§ **Work to do**
Edit the rows below, swapping "innermost point" for "most central point" at every occurrence and leaving all else unchanged.

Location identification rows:
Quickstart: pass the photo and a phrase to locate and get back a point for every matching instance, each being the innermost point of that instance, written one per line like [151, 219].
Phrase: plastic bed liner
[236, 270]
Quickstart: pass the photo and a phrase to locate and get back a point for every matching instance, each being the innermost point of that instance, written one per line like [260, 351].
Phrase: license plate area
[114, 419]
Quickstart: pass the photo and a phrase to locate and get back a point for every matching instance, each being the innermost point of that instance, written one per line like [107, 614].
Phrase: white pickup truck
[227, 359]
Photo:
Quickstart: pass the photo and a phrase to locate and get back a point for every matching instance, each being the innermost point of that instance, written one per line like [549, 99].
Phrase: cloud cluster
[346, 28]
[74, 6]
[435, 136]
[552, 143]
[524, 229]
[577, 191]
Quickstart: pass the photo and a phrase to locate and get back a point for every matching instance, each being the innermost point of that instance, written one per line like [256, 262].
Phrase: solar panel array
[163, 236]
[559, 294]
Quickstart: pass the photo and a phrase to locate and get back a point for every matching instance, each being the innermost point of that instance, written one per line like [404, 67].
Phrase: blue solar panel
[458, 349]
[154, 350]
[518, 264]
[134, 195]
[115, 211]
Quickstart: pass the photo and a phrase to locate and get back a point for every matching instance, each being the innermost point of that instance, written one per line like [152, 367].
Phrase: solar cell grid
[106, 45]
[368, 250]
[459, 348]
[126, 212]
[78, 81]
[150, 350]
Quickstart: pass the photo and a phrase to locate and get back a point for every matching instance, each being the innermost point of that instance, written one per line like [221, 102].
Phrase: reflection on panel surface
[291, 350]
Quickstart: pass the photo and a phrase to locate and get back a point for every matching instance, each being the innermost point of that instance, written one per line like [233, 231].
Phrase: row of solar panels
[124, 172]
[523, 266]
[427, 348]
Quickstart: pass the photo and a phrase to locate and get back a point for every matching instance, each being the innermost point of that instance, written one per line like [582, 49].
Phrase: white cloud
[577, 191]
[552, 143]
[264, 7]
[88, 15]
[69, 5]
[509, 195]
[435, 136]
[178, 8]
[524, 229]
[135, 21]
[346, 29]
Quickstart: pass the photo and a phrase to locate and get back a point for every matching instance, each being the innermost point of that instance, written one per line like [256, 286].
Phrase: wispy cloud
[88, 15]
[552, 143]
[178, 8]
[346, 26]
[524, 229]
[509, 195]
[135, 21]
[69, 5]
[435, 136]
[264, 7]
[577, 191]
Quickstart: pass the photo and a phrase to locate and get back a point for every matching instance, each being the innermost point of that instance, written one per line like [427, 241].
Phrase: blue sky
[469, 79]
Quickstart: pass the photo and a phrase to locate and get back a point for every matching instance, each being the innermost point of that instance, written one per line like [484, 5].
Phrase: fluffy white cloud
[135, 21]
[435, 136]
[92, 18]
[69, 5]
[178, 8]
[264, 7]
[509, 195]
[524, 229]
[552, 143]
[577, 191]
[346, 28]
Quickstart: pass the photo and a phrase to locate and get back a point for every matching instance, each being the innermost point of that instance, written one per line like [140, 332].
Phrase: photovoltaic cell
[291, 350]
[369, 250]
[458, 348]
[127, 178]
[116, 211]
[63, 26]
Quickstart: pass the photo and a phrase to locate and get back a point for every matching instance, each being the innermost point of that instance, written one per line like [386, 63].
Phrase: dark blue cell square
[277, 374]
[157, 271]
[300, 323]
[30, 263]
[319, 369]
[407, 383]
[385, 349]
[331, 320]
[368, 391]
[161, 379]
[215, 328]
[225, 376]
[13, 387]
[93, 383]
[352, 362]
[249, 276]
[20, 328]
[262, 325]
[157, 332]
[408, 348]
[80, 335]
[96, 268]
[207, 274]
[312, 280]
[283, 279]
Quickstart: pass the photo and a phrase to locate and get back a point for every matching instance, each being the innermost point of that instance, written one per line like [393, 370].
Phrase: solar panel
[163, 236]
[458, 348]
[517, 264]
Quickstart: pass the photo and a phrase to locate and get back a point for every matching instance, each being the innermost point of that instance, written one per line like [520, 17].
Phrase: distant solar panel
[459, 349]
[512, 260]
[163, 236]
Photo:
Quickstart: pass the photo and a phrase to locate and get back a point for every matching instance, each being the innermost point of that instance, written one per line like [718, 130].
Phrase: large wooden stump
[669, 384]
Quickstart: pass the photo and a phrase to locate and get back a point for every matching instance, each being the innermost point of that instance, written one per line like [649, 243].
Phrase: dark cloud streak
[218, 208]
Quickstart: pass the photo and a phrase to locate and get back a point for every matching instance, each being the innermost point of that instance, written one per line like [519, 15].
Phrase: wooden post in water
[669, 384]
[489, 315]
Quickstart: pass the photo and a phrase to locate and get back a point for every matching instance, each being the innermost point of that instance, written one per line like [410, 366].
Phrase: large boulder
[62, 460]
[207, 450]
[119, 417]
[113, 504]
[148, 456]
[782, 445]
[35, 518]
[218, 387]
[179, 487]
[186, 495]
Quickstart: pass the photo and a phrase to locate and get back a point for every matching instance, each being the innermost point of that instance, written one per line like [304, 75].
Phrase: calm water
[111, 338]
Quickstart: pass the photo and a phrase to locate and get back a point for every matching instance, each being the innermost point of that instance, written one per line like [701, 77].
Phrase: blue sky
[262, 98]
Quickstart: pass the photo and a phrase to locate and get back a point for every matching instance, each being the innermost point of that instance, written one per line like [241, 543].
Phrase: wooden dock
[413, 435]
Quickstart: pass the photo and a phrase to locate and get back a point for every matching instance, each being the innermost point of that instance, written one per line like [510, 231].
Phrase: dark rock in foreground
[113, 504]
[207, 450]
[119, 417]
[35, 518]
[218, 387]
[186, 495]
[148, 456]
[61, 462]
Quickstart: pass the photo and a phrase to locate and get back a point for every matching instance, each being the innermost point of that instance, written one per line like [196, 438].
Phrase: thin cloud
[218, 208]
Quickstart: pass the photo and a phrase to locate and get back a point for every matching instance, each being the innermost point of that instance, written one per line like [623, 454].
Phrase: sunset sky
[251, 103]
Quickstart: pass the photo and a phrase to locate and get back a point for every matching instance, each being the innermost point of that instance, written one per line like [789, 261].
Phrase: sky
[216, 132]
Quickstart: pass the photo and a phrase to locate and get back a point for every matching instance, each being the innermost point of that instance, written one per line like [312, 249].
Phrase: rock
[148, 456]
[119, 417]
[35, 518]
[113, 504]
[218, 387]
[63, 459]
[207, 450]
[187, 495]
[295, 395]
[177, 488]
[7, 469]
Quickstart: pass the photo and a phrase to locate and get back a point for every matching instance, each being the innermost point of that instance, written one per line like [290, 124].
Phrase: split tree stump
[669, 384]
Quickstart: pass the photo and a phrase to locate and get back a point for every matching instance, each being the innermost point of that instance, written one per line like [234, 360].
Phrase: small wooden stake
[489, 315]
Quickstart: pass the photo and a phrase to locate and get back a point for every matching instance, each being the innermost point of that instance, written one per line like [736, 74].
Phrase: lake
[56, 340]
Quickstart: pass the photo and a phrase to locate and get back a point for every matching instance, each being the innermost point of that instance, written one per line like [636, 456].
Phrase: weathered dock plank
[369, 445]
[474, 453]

§ **Written answer**
Quickstart: pass the photo and a phrase to locate and get back a point for every matching instance, each being the most central point of that instance, written one per line like [151, 219].
Phrase: plastic bed liner
[236, 270]
Quickstart: pass the photo and a phrase to locate and get back a point for every matching instance, each being the most central point of that instance, written one per line like [260, 351].
Phrase: license plate area
[114, 419]
Quickstart: pass the photo and a phrase to locate and get back a point for every matching instance, each being the most central point of that instance, written one per line like [107, 614].
Phrase: white pickup truck
[227, 359]
Photo:
Quickstart: pass the photo and a phrase to locate and get back a point for every matching instance, each being the most central point of that instance, written one per line like [549, 99].
Phrase: cloud cluster
[346, 28]
[74, 6]
[435, 136]
[552, 143]
[524, 229]
[577, 191]
Quickstart: pass the photo and a phrase to locate and get back a point for every matching instance, each being the most central point of that instance, written one per line like [256, 262].
Phrase: solar panel array
[163, 236]
[559, 294]
Quickstart: pass the photo and a phrase to locate and get back a point for every matching instance, each being the most central point of that instance, written one per line like [404, 67].
Phrase: blue solar panel
[458, 349]
[154, 350]
[518, 264]
[134, 195]
[115, 211]
Quickstart: pass the photo and a phrase to locate and get back a point for every matching instance, each being the most central point of that instance, written one per line like [152, 367].
Phrase: solar cell grid
[106, 45]
[368, 250]
[459, 348]
[126, 212]
[78, 81]
[150, 350]
Quickstart: pass the photo and a phrase to locate and get back a point for every matching instance, each being the most central point of that instance, written one per line like [221, 102].
Phrase: reflection on panel surface
[291, 350]
Quickstart: pass the photo and a phrase to locate and get back a point for every matching instance, each being the most central point of that instance, written one per line like [233, 231].
Phrase: row of solar panels
[124, 172]
[523, 266]
[427, 348]
Quickstart: pass the photo and a phrase to locate and get back a point for every matching instance, each being the most central point of that instance, written one per line like [582, 49].
Phrase: white cloud
[577, 191]
[552, 143]
[264, 7]
[88, 15]
[69, 5]
[509, 195]
[435, 136]
[178, 8]
[524, 229]
[135, 21]
[346, 29]
Quickstart: pass the photo and a phrase to locate and get back a point for every matching instance, each being the most central point of that instance, written one per line like [256, 286].
Phrase: wispy cloud
[88, 15]
[552, 143]
[178, 8]
[346, 26]
[524, 229]
[509, 195]
[135, 21]
[69, 5]
[435, 136]
[264, 7]
[577, 191]
Quickstart: pass the photo and a phrase to locate and get back a point for every matching instance, each being the most central point of that instance, written one per line like [427, 241].
Phrase: blue sky
[469, 79]
Quickstart: pass the photo and a phrase to locate and get back a point for every matching instance, each being the most central point of that instance, written one per line like [484, 5].
Phrase: fluffy white cloud
[135, 21]
[435, 136]
[92, 18]
[69, 5]
[178, 8]
[264, 7]
[509, 195]
[524, 229]
[552, 143]
[577, 191]
[346, 28]
Quickstart: pass the photo and a phrase to locate and get back a point for every matching instance, each being the most central point of that instance, written one per line like [140, 332].
Phrase: photovoltaic cell
[291, 350]
[369, 250]
[458, 348]
[127, 178]
[116, 211]
[63, 26]
Quickstart: pass the photo and a phrase to locate and get back a point for every matching instance, each being the most central point of that instance, written one per line like [386, 63].
Phrase: dark blue cell square
[277, 374]
[157, 271]
[300, 323]
[30, 263]
[319, 369]
[407, 383]
[385, 349]
[331, 320]
[368, 391]
[161, 379]
[215, 328]
[225, 376]
[13, 387]
[93, 383]
[352, 362]
[249, 276]
[20, 328]
[262, 325]
[157, 332]
[408, 348]
[80, 335]
[96, 268]
[207, 274]
[312, 280]
[283, 279]
Quickstart: pass the photo and a phrase to locate and get back a point for every matching instance, each being the most central point of that instance, written one per line like [393, 370].
Phrase: solar panel
[163, 236]
[458, 348]
[517, 264]
Quickstart: pass the photo and a phrase to locate and get back a point for every matching instance, each being the most central point of that instance, written one per line like [520, 17].
Phrase: distant solar panel
[459, 349]
[512, 260]
[163, 236]
Photo:
Quickstart: pass the photo and a phrase to locate and get back a point for every matching instance, each being the most central point of that instance, written one per line like [718, 130].
Phrase: large wooden stump
[669, 384]
Quickstart: pass the photo and a phrase to locate and get back a point for every matching instance, each being the most central point of that instance, written one per line like [649, 243].
Phrase: dark cloud streak
[218, 208]
Quickstart: pass the photo and a phrase to locate and get back a point for every matching instance, each being the most central point of that instance, written one per line like [519, 15].
Phrase: wooden post in water
[669, 384]
[489, 315]
Quickstart: pass the photo and a phrase to locate and get back a point for every matching instance, each being the most central point of that instance, written one per line like [410, 366].
Phrase: large boulder
[62, 460]
[207, 450]
[119, 417]
[113, 504]
[148, 456]
[782, 445]
[35, 518]
[218, 387]
[179, 487]
[186, 495]
Quickstart: pass the photo and a phrase to locate and get back a point for every matching instance, each being the most central point of that instance, written one per line like [304, 75].
Phrase: calm water
[111, 338]
Quickstart: pass the photo and a phrase to locate and get back a point for every matching instance, each being the most central point of that instance, written one per line like [701, 77].
Phrase: blue sky
[262, 98]
Quickstart: pass the photo and a phrase to locate and get back a point for every matching instance, each being the most central point of that instance, written one per line like [241, 543].
Phrase: wooden dock
[413, 435]
Quickstart: pass the photo and a phrase to locate and get back a point for every matching instance, each being the most central point of that instance, written one per line like [510, 231].
Phrase: dark rock in foreground
[113, 504]
[207, 450]
[119, 417]
[35, 518]
[218, 387]
[186, 495]
[148, 456]
[61, 462]
Quickstart: pass the photo and a phrase to locate and get back a point for every matching instance, each being the most central point of that instance, written one per line like [196, 438].
Phrase: thin cloud
[218, 208]
Quickstart: pass the photo and a phrase to locate and get back a point for every matching instance, each being the most central point of that instance, written one per line like [623, 454].
Phrase: sunset sky
[251, 103]
Quickstart: pass the photo and a phrase to locate and get back a point for every matching instance, each being the most central point of that instance, written one per line like [789, 261].
Phrase: sky
[216, 132]
Quickstart: pass the photo and a phrase to locate and get back a point for every matching instance, each being the most central point of that instance, written one per line like [312, 249].
Phrase: rock
[148, 456]
[119, 417]
[35, 518]
[113, 504]
[218, 387]
[63, 459]
[207, 450]
[187, 495]
[295, 395]
[177, 488]
[7, 469]
Quickstart: pass the photo and a phrase to locate and get back a point for every matching instance, each being the most central point of that instance, written one per line like [290, 124].
Phrase: split tree stump
[669, 384]
Quickstart: pass the photo and a phrase to locate and get back a point for every matching instance, each being the most central point of that instance, written one per line like [234, 360].
Phrase: small wooden stake
[489, 315]
Quickstart: pass the photo and a phrase to locate and get back a point for every matching instance, each being the most central point of that instance, written one per line like [736, 74].
Phrase: lake
[56, 340]
Quickstart: pass the photo and a phrase to locate and get back a point for every matching instance, each being the most central point of that instance, written one per line like [636, 456].
Phrase: weathered dock plank
[369, 445]
[474, 453]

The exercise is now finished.